**Page text**
Recently, it was announced that Rolls-Royce secured funding to develop small-scale nuclear reactors in the UK. The British manufacturing thoroughbred announced backing from a consortium of investors to fund for Small Modular Reactors (SMRs). After the UK government committed 210 million pounds of funding, the private sector is believed to have matched that total.
While SMRs are smaller than the major nuclear plants, they could play a major role in the UK’s future energy mix.
Britain remains in broad in an energy crisis and for all the COP26 posturing and virtue signaling about carbon free future, the country is still heavily dependent on fossil fuels.
In early November, the UK government asked the gulf state of Qatar to become their gas supplier of last resort amid shortages of the fuel across Europe which have sparked record wholesale gas prices and soaring household bills. Even amidst the Glasgow summit, the western world has kept pressuring OPEC oil exporters cartel to pump yet more crude once again to ease an energy crunch which has seen inflation soar on both sides of the Atlantic.

**About this task**
Reproduce word for word the stretch of the text on Rolls-Royce and small modular reactors that opens with "Britain remains in" and closes with "on fossil fuels.".

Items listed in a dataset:
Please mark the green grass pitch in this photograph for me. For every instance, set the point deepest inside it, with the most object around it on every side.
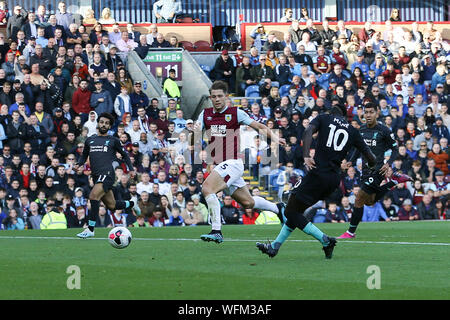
(173, 263)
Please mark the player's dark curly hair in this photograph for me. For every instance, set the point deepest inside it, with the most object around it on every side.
(219, 85)
(371, 105)
(106, 115)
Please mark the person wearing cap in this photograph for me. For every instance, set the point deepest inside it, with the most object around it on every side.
(327, 35)
(439, 186)
(407, 212)
(15, 22)
(170, 86)
(224, 69)
(440, 158)
(337, 56)
(390, 73)
(379, 65)
(439, 77)
(30, 28)
(138, 98)
(101, 99)
(366, 33)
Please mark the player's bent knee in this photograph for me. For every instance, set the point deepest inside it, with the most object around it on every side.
(248, 203)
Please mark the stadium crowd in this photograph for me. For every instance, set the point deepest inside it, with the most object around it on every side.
(56, 76)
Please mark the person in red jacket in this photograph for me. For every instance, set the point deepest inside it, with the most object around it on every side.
(81, 101)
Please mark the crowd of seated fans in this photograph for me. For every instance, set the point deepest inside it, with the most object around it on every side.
(285, 83)
(56, 76)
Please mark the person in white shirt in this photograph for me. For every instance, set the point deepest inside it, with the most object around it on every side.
(181, 146)
(180, 123)
(135, 131)
(115, 35)
(152, 35)
(122, 103)
(145, 184)
(164, 186)
(305, 42)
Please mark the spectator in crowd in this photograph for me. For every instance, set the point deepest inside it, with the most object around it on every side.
(166, 10)
(288, 15)
(259, 36)
(224, 69)
(56, 76)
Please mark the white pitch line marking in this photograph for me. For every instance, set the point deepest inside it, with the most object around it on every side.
(234, 240)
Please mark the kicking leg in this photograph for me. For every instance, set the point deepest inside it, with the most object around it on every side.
(296, 219)
(244, 198)
(213, 184)
(112, 204)
(362, 198)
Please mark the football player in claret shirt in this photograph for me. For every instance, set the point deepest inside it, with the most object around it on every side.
(335, 139)
(222, 125)
(101, 149)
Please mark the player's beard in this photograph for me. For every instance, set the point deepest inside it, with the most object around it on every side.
(103, 130)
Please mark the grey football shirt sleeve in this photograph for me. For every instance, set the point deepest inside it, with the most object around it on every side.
(244, 118)
(200, 120)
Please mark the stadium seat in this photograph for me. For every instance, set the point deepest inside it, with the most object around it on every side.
(284, 90)
(252, 91)
(187, 45)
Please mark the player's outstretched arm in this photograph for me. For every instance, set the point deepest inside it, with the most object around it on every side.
(265, 131)
(363, 149)
(307, 141)
(124, 154)
(84, 155)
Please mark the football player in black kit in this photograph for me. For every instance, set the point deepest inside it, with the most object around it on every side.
(335, 138)
(379, 139)
(101, 149)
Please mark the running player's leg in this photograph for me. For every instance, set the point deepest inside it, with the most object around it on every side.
(96, 194)
(244, 198)
(301, 199)
(212, 185)
(362, 198)
(112, 204)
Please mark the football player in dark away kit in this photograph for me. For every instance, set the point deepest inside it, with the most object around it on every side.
(379, 139)
(101, 149)
(335, 139)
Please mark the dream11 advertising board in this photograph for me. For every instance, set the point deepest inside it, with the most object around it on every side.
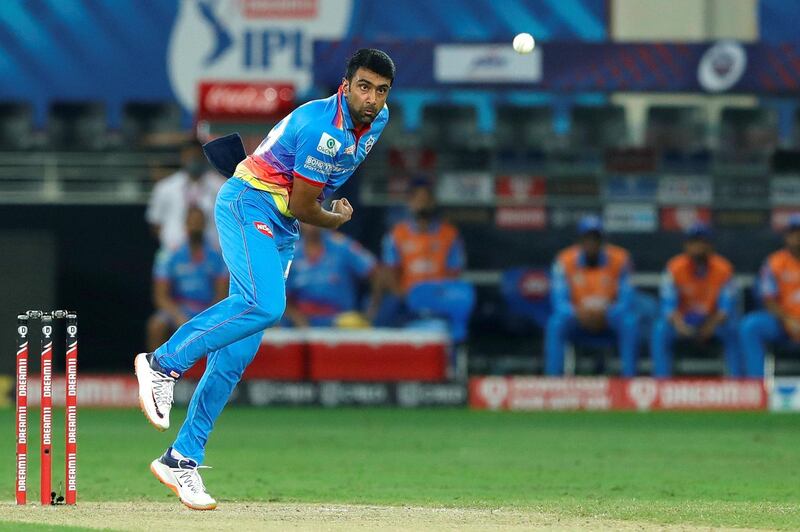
(600, 393)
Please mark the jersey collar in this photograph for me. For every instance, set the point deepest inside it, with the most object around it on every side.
(602, 259)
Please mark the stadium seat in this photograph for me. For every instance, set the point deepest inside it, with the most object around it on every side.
(16, 125)
(449, 126)
(151, 124)
(598, 127)
(394, 134)
(746, 132)
(673, 128)
(520, 127)
(77, 126)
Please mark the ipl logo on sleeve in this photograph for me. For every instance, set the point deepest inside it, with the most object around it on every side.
(263, 228)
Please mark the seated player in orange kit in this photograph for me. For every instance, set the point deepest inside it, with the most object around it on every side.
(779, 287)
(591, 293)
(698, 301)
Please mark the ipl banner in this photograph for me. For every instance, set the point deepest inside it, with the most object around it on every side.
(715, 67)
(249, 40)
(600, 393)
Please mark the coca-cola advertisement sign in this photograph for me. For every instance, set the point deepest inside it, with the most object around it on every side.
(244, 101)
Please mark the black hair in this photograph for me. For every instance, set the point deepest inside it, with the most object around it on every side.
(372, 59)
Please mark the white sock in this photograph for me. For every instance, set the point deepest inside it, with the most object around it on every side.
(176, 455)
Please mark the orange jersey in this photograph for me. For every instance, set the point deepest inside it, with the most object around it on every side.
(698, 292)
(423, 256)
(780, 280)
(596, 287)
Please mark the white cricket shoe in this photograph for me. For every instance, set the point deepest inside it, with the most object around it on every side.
(181, 476)
(155, 390)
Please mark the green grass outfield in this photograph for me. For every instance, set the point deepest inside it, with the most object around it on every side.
(723, 469)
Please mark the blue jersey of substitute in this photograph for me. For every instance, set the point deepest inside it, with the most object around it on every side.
(318, 143)
(191, 277)
(327, 285)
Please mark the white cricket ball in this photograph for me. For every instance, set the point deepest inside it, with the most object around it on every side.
(523, 43)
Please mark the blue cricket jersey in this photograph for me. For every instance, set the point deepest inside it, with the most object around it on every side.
(318, 143)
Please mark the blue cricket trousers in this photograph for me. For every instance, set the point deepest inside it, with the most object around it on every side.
(664, 336)
(562, 326)
(258, 245)
(758, 329)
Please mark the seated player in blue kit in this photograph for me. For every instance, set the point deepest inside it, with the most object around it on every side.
(322, 289)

**Problem solution**
Britain remains in broad in an energy crisis and for all the COP26 posturing and virtue signaling about carbon free future, the country is still heavily dependent on fossil fuels.